Your job is to restate each entry word for word.

[MATERIAL FOR THIS TASK Boundary: Start]

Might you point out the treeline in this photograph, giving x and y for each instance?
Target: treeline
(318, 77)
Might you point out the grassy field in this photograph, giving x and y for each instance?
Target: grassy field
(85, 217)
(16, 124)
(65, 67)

[MATERIAL FOR THIS TASK Boundary: End]

**SOLUTION TO THIS TASK**
Might you point out the treeline in this photograph, giving x and y for each instance?
Target: treeline
(318, 77)
Might you point out the grassy field in this photograph, giving x and y for each instance?
Target: grassy field
(85, 217)
(16, 124)
(65, 67)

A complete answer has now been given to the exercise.